** Start of Excerpted data **
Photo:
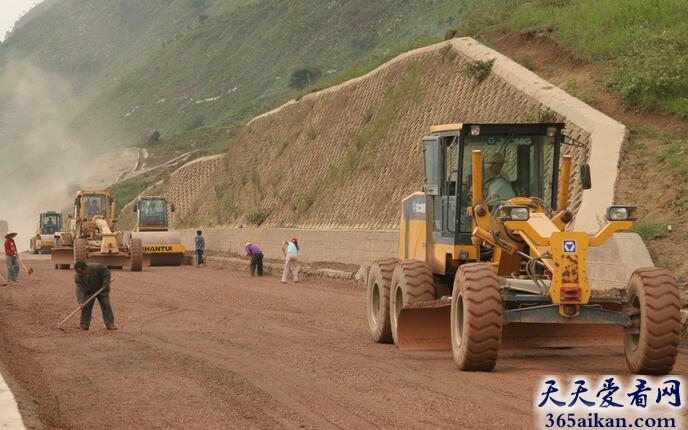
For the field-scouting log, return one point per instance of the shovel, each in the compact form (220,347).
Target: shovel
(29,270)
(59,326)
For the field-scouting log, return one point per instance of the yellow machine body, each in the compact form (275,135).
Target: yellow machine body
(161,247)
(454,222)
(91,236)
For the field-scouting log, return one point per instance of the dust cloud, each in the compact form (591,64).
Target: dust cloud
(42,163)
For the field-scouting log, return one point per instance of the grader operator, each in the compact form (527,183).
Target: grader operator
(161,247)
(478,270)
(91,236)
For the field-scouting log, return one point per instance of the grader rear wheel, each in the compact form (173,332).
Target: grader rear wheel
(379,282)
(476,317)
(80,250)
(651,344)
(411,283)
(136,249)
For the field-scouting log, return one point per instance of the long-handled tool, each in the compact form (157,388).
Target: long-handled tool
(29,270)
(59,326)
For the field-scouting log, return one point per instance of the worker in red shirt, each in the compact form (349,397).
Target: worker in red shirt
(11,257)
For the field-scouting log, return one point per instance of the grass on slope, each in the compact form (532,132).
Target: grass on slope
(644,43)
(238,63)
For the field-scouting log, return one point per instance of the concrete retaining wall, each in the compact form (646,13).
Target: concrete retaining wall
(348,247)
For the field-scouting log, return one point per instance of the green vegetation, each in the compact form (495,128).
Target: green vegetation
(258,216)
(478,69)
(650,229)
(648,65)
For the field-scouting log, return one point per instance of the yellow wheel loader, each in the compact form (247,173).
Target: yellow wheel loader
(161,247)
(43,241)
(91,236)
(486,262)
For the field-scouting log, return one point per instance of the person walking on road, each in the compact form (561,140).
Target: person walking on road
(256,258)
(89,279)
(290,249)
(11,257)
(200,248)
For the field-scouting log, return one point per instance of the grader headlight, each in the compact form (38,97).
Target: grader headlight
(621,213)
(515,213)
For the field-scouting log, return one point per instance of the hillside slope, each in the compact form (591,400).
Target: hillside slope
(345,157)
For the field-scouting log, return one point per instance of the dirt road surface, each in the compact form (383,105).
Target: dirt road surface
(214,349)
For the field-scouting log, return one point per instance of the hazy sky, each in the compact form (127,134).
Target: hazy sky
(11,10)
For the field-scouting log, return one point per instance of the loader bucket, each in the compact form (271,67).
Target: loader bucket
(62,256)
(424,326)
(161,248)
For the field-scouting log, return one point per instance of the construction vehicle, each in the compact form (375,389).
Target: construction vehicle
(161,247)
(484,266)
(91,236)
(43,241)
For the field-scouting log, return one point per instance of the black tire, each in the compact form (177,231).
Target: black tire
(136,249)
(476,317)
(379,282)
(651,344)
(80,250)
(411,283)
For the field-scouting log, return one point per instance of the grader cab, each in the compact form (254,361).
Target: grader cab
(43,241)
(486,260)
(161,247)
(91,236)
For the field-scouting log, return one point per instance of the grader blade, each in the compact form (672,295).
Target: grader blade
(424,326)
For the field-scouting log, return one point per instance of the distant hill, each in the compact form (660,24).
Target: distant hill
(179,65)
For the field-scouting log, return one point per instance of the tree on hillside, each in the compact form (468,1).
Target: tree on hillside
(301,78)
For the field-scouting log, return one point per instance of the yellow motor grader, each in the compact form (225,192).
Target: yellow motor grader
(161,247)
(91,236)
(486,262)
(43,241)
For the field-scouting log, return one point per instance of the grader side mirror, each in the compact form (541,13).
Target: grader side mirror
(586,182)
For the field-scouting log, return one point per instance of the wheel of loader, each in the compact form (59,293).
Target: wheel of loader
(411,283)
(651,344)
(476,317)
(136,249)
(80,250)
(379,282)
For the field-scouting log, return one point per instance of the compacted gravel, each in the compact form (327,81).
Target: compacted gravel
(213,349)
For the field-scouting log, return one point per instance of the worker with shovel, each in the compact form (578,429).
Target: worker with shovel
(11,257)
(91,279)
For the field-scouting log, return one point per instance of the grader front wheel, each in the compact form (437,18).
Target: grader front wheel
(379,281)
(411,283)
(476,317)
(651,343)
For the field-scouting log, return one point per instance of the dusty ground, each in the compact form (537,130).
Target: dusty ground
(208,348)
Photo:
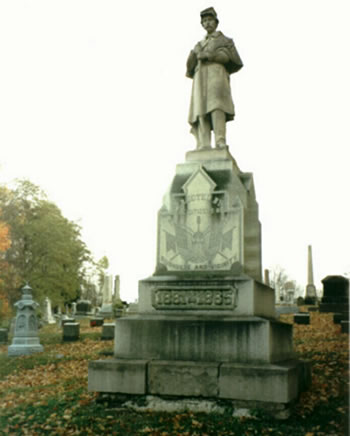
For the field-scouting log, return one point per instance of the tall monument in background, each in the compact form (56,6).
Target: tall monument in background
(206,326)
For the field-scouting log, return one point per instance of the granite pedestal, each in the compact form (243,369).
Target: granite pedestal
(205,329)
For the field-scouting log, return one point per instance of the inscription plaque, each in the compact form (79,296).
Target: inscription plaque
(194,297)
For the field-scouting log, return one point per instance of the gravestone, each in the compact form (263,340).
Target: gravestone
(310,293)
(71,331)
(335,295)
(83,308)
(106,310)
(96,322)
(302,318)
(344,326)
(206,327)
(108,331)
(66,321)
(3,336)
(48,316)
(74,308)
(25,339)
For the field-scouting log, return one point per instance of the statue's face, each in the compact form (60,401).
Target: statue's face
(209,23)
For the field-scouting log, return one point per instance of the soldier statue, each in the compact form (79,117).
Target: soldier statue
(210,64)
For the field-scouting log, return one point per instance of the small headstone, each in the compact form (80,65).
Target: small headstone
(312,308)
(344,326)
(107,295)
(3,336)
(339,317)
(83,307)
(108,332)
(71,331)
(48,317)
(335,295)
(302,318)
(283,310)
(96,322)
(26,339)
(74,308)
(66,321)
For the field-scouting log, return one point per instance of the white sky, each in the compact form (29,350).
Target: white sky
(94,103)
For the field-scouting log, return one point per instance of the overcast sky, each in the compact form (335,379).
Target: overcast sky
(94,103)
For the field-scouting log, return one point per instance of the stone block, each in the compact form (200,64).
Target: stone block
(183,378)
(67,320)
(302,318)
(204,339)
(96,322)
(280,383)
(338,317)
(3,336)
(71,331)
(108,332)
(344,326)
(118,375)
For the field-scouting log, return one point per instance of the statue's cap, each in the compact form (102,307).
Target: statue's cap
(209,11)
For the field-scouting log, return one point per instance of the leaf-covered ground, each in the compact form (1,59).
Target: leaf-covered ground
(46,393)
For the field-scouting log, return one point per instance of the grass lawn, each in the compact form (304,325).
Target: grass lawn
(46,393)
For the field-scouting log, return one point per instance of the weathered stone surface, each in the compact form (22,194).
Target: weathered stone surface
(67,320)
(108,332)
(302,318)
(199,338)
(232,295)
(3,336)
(118,375)
(183,378)
(48,316)
(26,339)
(71,331)
(335,294)
(96,322)
(344,326)
(209,220)
(83,307)
(279,383)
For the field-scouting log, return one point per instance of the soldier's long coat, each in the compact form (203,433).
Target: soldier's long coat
(211,81)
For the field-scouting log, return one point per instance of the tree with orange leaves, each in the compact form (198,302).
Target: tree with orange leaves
(5,243)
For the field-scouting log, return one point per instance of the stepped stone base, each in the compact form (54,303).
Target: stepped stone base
(266,383)
(198,338)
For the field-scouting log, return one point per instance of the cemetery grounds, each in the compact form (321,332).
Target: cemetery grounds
(46,393)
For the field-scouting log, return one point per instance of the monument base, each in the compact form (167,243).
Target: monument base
(209,338)
(24,346)
(201,386)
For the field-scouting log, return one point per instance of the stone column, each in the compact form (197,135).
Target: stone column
(310,294)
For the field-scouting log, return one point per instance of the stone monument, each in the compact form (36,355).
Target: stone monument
(25,339)
(107,297)
(48,316)
(335,295)
(205,329)
(310,294)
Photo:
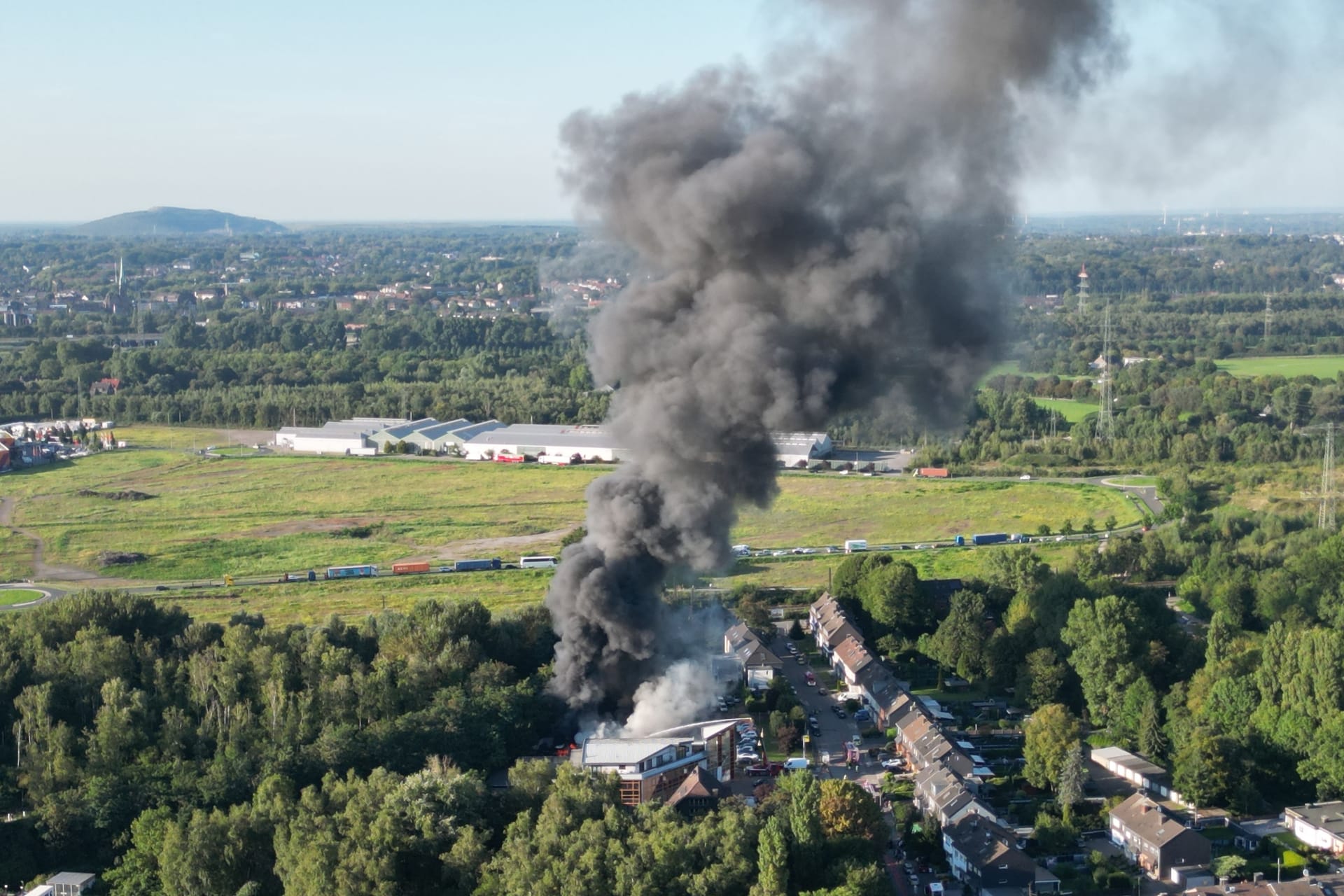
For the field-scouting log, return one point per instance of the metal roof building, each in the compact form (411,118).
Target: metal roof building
(335,437)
** End of Excerpted data **
## [Directive]
Retype every one of the lines above without any changes, omitting the pictures.

## [Written solution]
Photo:
For the field-scouting log, return one point per instance of the shovel, each in the compact form (220,347).
Target: shovel
(29,270)
(59,326)
For the field-scouting log, return one point per instance of the yellow machine body, each in the compact form (275,135).
Target: yellow machine body
(161,247)
(454,222)
(91,236)
For the field-scouting log, return one point per instance of the dust cloud, each in the compact form (591,64).
Target: dust cloud
(42,163)
For the field-scouting log, return one point per instance of the grader operator, each in the compact form (527,183).
Target: grader operator
(161,247)
(478,270)
(91,236)
For the field-scouting log, return one point per instance of the grader rear wheel, each in the compact form (173,332).
Target: grader rear wheel
(379,282)
(476,317)
(80,250)
(651,344)
(411,283)
(136,249)
For the field-scouting log, return one point per instance of the long-handled tool, each in the compact form (157,388).
Target: long-handled tool
(29,270)
(59,326)
For the field-scouting log, return one point per instance of the worker in red shirt, each in the compact form (349,397).
Target: worker in red shirt
(11,257)
For the field-scouting log, return one point per instance of the grass on slope, each in the compact form (532,132).
Target: grass on slope
(644,43)
(238,63)
For the field-scouting log, return one point per instance of the concrete retaining wall, each in the compact form (646,13).
Target: concrete retaining wall
(348,247)
For the field-scouting log, return one point per instance of the green vegetation, each in the compact form (495,128).
Target: green vegetation
(258,216)
(478,69)
(650,229)
(648,65)
For the field-scouting log, return one point per instance of the yellow wheel loader, each in the compact form (247,173).
Target: yellow wheel loader
(161,247)
(43,241)
(91,236)
(486,262)
For the field-scouting log, return one point per instance of the person walking on road, each in the compact form (561,140).
Target: person walking on road
(256,258)
(89,279)
(290,249)
(11,257)
(200,248)
For the field-scouting log, return one point per instance of the grader headlight, each in the compact form (38,97).
Target: grader headlight
(621,213)
(515,213)
For the field-scouting log, return one point per instance of the hillside slope, each in the compact form (591,400).
Target: hillside slope
(345,157)
For the field-scouting log, return one point per instance of the dirt road surface, each in the compact form (383,105).
Target: dirt road surface
(214,349)
For the field-scouting log, return one point per instance of the hazy sky, each in the compact form (127,134).
Target: hazy sky
(11,10)
For the field-scouting log, return one point per instance of the loader bucket, each in the compact form (271,67).
Target: loader bucket
(62,256)
(424,326)
(161,248)
For the field-scouting log, return one point per instance of the construction vehicle, each in the compact form (375,389).
Target: construction vehicle
(161,247)
(484,266)
(91,236)
(43,241)
For the field-scouting log, return one point per instance of the black tire, each in the compact form (177,231).
Target: black tire
(136,249)
(476,317)
(379,282)
(651,344)
(80,250)
(411,283)
For the field-scouting log, return one point per instance of the grader cab, each in the compact form (254,361).
Target: grader cab
(43,241)
(486,260)
(161,247)
(91,236)
For the field-scouting log, return one point per instance of the grader blade, each in the compact form (672,295).
Target: grader blade
(424,326)
For the field-scouting log, return one point per instance of the distant hill, each in the compact form (660,24).
Target: distant hill
(179,65)
For the field-scouting log, return one point per instance of the tree on hillside, each in the compact form (468,1).
Target: tree on hillside
(301,78)
For the field-scouting log, return one point per instance of the yellow motor grader, each in the compact form (225,192).
Target: yellow motor grader
(161,247)
(91,236)
(486,262)
(43,241)
For the field-scouting log, return one point per instance of the grader side mirror, each in the compact form (541,13).
Target: grader side mirror
(586,182)
For the field-scouting log, return one point per instance of the wheel of loader, each in the compact form (59,293).
Target: wheel of loader
(411,283)
(651,344)
(476,317)
(136,249)
(80,250)
(379,282)
For the field-scouting log, return one point per instance of the compacted gravel, each in the compact form (327,81).
Target: compacted gravel
(213,349)
For the field-scouting log, return one point per instance of the worker with shovel, each in the compact form (578,429).
Target: worker with shovel
(11,257)
(91,279)
For the field-scouting log, return one point per instance of the grader front wheel, each in the compact form (437,18).
Target: grader front wheel
(379,281)
(411,283)
(476,317)
(651,343)
For the field-scouting log, return one point per instance of the dusty ground, each in the compact form (537,130).
Target: dusty ground
(208,348)
Photo:
For the field-scouting log, return one point per instance of the tall monument in background, each in the compact form (56,6).
Target: tall monument in background
(206,326)
For the field-scouting log, return one point per instance of the granite pedestal, each in the compact form (243,369).
Target: granite pedestal
(205,329)
For the field-scouting log, return one point per instance of the inscription plaque, each in the compact form (79,296).
Target: inscription plaque
(194,297)
For the field-scouting log, return one point per instance of the gravestone, each in the compact form (263,340).
Target: gravestone
(310,293)
(71,331)
(335,295)
(83,308)
(106,310)
(96,322)
(302,318)
(344,326)
(206,327)
(108,331)
(66,321)
(3,336)
(48,316)
(74,308)
(25,339)
For the field-scouting log, return one point per instance of the statue's face, each in the compact form (60,401).
Target: statue's face
(209,23)
For the field-scouting log, return one point per instance of the soldier statue, each in the compact form (79,117).
Target: soldier statue
(210,64)
For the field-scouting log, return one point per instance of the small headstone, each in the compact form (80,65).
Target: small headstone
(312,308)
(344,326)
(107,295)
(3,336)
(339,317)
(83,307)
(108,332)
(71,331)
(48,317)
(335,295)
(302,318)
(283,310)
(96,322)
(26,339)
(74,308)
(66,321)
For the field-scouting log, return one point per instance of the white sky, each in the compact form (29,350).
Target: white sky
(94,103)
For the field-scouting log, return one point per instance of the overcast sky, each in the compact form (335,379).
Target: overcast sky
(94,103)
For the field-scouting log, return one point per instance of the stone block, each in the compact form (200,64).
Target: stone block
(183,378)
(67,320)
(302,318)
(204,339)
(96,322)
(280,383)
(338,317)
(3,336)
(71,331)
(108,332)
(344,326)
(118,375)
For the field-scouting log, return one point per instance of the statue's cap, each in the compact form (102,307).
Target: statue's cap
(209,11)
For the field-scouting log, return one point per instance of the leaf-covered ground, each in the compact form (1,59).
Target: leaf-covered ground
(46,393)
For the field-scouting log, return one point per instance of the grass lawn, each in the compact form (304,325).
Target: grass lawn
(46,393)
For the field-scouting log, return one point per instance of the weathered stone surface, each in the compact form (22,194).
Target: weathered stone surface
(67,320)
(108,332)
(302,318)
(199,338)
(232,295)
(3,336)
(118,375)
(183,378)
(48,316)
(26,339)
(71,331)
(335,294)
(96,322)
(344,326)
(209,220)
(83,307)
(279,383)
For the field-scouting log, return one point per instance of the soldier's long coat, each in the compact form (203,433).
Target: soldier's long coat
(211,81)
For the field-scouting log, return one point per instance of the tree with orange leaves, each in the compact form (198,302).
Target: tree with orange leaves
(5,243)
For the field-scouting log, return one point per instance of the stepped stone base, each in the compact form (54,303).
Target: stepped stone base
(266,383)
(198,338)
For the field-scouting log, return one point per instance of the cemetery grounds, each in the compact form (321,332).
Target: cemetery grounds
(46,393)
For the field-scouting log, return one point per instance of the monument base, each in the compact form (167,243).
Target: monument base
(209,338)
(24,346)
(201,386)
For the field-scouting log, return one point per instance of the stone column, each in the compact form (197,135).
Target: stone column
(310,294)
For the field-scouting log, return one point per instance of the stone monument, each in the compact form (36,355).
Target: stone monument
(25,339)
(107,297)
(48,316)
(335,295)
(205,329)
(310,294)
Photo:
For the field-scouting log, return one point per instance of the metal roof building, each in the compact form (411,118).
Target: metal roof building
(335,437)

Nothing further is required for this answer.